(Excerpts from point annotation data)
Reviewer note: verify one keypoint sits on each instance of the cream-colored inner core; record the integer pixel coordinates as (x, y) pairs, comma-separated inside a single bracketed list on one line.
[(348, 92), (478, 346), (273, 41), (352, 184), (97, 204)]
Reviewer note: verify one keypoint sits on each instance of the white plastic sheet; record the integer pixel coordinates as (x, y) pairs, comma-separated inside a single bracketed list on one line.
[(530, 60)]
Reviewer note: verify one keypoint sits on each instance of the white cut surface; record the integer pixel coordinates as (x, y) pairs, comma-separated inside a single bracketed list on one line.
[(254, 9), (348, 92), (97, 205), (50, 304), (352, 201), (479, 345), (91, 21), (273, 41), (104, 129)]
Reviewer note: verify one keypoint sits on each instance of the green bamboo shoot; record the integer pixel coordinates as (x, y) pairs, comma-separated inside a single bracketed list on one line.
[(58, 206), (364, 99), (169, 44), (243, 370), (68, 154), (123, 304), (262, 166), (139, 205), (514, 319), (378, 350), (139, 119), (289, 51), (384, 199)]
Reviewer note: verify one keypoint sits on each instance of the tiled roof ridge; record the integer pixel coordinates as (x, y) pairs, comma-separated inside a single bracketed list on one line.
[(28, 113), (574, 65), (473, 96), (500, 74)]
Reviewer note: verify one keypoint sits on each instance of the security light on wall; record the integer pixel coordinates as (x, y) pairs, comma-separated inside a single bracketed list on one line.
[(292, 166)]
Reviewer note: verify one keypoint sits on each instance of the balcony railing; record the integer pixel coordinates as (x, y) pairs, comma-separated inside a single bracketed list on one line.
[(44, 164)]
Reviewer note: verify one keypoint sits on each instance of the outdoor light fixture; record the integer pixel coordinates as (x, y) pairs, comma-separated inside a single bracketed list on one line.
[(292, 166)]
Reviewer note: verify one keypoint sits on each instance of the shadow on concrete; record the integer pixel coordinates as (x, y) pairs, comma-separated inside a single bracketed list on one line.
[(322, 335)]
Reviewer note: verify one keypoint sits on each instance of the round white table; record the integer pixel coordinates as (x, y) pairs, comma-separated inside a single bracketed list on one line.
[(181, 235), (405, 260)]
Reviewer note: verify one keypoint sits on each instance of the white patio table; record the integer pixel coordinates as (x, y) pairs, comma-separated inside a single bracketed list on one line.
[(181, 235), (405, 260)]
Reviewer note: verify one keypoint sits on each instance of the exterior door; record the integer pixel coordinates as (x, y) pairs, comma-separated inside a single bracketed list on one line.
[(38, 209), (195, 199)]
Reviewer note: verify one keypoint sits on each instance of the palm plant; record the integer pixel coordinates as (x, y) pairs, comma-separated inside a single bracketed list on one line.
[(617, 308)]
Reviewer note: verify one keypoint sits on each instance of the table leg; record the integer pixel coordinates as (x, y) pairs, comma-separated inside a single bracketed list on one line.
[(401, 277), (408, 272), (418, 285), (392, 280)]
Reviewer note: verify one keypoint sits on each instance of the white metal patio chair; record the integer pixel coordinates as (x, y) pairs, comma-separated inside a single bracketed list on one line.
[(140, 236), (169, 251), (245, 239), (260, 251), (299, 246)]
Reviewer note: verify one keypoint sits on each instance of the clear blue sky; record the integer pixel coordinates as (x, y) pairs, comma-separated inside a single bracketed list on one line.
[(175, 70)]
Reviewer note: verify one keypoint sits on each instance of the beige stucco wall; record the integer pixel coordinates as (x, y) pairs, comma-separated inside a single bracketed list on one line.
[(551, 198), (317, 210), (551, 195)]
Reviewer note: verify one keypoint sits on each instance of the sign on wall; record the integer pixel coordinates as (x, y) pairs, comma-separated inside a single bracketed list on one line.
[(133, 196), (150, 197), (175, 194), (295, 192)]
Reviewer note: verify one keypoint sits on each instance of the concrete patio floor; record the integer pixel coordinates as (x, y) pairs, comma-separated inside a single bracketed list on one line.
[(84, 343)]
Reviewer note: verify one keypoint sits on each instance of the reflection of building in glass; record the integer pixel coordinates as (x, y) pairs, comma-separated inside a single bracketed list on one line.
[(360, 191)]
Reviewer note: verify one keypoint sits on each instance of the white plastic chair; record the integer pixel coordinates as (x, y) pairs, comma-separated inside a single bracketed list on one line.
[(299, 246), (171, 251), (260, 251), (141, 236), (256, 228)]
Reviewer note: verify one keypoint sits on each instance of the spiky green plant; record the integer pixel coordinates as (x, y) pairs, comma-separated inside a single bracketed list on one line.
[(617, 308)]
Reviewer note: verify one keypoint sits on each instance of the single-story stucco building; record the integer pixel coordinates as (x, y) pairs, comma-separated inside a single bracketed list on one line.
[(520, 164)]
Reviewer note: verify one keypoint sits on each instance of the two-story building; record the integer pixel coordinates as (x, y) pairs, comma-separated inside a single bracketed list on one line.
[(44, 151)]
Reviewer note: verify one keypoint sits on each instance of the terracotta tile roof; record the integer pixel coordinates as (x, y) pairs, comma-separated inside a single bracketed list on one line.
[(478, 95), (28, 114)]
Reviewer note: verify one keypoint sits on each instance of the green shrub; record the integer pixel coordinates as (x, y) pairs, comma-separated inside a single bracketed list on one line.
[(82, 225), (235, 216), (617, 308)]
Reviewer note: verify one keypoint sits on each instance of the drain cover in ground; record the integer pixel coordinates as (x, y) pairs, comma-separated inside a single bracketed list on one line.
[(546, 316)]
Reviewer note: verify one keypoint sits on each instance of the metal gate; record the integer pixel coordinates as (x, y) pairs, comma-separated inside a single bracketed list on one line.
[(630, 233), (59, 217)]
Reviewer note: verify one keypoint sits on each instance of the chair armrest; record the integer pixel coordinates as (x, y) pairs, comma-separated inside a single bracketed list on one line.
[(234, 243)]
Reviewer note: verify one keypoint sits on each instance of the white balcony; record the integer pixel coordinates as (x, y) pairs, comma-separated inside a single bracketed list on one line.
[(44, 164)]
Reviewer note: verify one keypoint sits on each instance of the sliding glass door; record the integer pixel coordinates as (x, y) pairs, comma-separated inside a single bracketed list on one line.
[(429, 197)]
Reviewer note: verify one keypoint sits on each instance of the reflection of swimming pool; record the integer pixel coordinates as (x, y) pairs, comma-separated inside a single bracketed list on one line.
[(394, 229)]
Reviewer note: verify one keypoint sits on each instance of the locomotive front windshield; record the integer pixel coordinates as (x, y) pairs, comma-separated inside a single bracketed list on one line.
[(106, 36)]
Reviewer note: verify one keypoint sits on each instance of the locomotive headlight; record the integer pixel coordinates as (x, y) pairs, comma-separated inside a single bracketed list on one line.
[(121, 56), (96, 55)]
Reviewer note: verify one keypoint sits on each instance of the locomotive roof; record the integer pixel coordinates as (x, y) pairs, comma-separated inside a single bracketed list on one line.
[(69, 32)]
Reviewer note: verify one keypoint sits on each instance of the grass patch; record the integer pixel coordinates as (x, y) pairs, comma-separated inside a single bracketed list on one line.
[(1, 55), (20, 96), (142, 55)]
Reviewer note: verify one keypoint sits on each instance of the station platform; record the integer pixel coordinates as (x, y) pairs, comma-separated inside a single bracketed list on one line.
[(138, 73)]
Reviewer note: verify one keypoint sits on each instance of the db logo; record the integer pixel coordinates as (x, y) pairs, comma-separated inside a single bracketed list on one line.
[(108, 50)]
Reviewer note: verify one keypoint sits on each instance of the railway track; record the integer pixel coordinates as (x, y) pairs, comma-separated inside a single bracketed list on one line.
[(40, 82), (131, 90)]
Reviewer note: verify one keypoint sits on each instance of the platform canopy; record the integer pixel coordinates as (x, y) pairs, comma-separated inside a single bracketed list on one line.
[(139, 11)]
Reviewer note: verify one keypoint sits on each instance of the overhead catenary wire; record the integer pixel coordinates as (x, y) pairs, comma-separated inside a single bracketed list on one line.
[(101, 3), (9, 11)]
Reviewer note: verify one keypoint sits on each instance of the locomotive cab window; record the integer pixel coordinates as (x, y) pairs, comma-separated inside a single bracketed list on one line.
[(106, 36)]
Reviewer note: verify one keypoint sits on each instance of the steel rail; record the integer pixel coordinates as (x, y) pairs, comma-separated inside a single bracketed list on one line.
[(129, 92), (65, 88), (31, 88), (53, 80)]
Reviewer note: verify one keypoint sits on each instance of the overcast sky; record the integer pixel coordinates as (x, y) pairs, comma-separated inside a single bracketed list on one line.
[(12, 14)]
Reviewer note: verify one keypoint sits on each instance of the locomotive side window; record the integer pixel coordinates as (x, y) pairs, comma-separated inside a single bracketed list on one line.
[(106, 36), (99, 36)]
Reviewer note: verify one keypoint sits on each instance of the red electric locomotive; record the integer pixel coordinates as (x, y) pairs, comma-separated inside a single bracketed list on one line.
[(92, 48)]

### [What the task asks]
Return exactly the lines from the one containing "of the overhead" through the last line of the records above, both included, and nothing else.

### [Solution]
Reviewer note: verify one keypoint sits on each instance of the overhead catenary wire; record the integer pixel coordinates as (x, y) pairs, comma-separated inside a single bracketed list on one line.
[(101, 3), (9, 11)]
Reviewer note: verify one keypoint sits on each instance of the locomotive cab window; record the integer pixel coordinates as (x, y) pairs, comma-separated inside a single bracketed list on one line.
[(106, 36)]
Reviewer note: verify one keypoint sits on each instance of the steel rail; record the integer pixel coordinates as (x, y) pairs, comma-separated inside a single bracketed list on one line.
[(129, 92), (65, 88), (31, 88), (53, 80)]
Reviewer note: verify one keypoint sits on each instance of the overcast sky; record the integer pixel coordinates as (x, y) pairs, comma-separated inside a single bracketed list on one line.
[(12, 14)]
Reviewer note: verify one keypoint sits on each instance of the locomotive side window; record the integer pixel coordinates as (x, y) pairs, comma-separated inside a single bracketed list on one line.
[(106, 36), (99, 36)]
Reviewer note: verify one keypoint sits on each instance of the red electric locomotive; record the integer pixel coordinates as (x, y) pairs, comma-separated inside a single bracketed list on one line.
[(92, 48)]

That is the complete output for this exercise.